**WHAT YOU NEED TO DO**
Carry on the news excerpt below about leadership changes at the SEC, writing from its final sentence onward.

**EXCERPT TO READ**
Avakian called him a “strong, unwavering leader” for the enforcement division and a “terrific partner”.

Peikin said his three-year stint in the division had been “an incredible honour”.

New commissioner

Peikin’s departure coincides with the confirmation of Caroline Crenshaw as the SEC’s fifth commissioner, filling a vacancy that had been open since February.

Crenshaw took up the role on 6 August after winning US Senate confirmation that day. US president Donald Trump nominated her in June to fill one of two Democratic seats on the commission.

She has been an attorney at the SEC since 2013, when she joined from Sutherland Asbill & Brennan, where she had spent three years as an associate. For the past four years she has also served in the US Army Reserves as a captain in its Judge Advocate General’s corps.

During her time at the SEC Crenshaw worked under Robert Jackson, her predecessor in the Democratic seat, who stepped down in February a few months ahead of his term’s expiration in June to return to teaching at the New York University School of Law.

**GIVEN DATA**
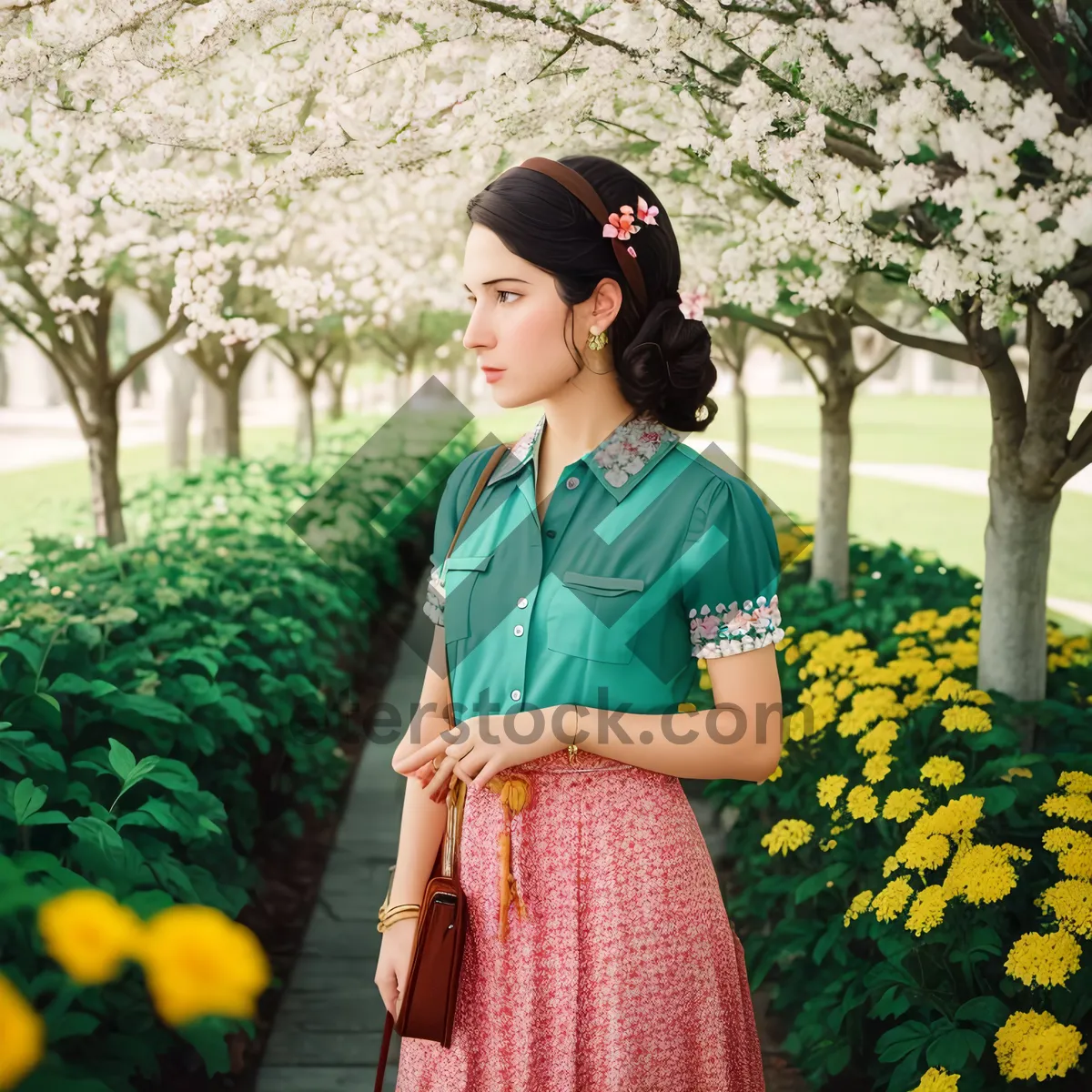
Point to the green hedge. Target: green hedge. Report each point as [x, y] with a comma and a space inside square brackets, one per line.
[162, 702]
[912, 866]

**ANSWER TO THIS EXERCISE**
By law the SEC has two Democratic and two Republican commissioners, as well as Clayton as its nominally-independent chair, to maintain its partisan balance.

The senate also re-confirmed Hester Peirce for a second term as one of the commission’s two Republican members.

Another opening on the commission may potentially arrive later in the year, as the Trump administration has indicated its desire to name Clayton as the new US attorney for the Southern District of New York.

However the nomination has drawn opposition from the district’s home state senators, who traditionally have a veto power over such nominations under the senate’s so-called “blue slip” system.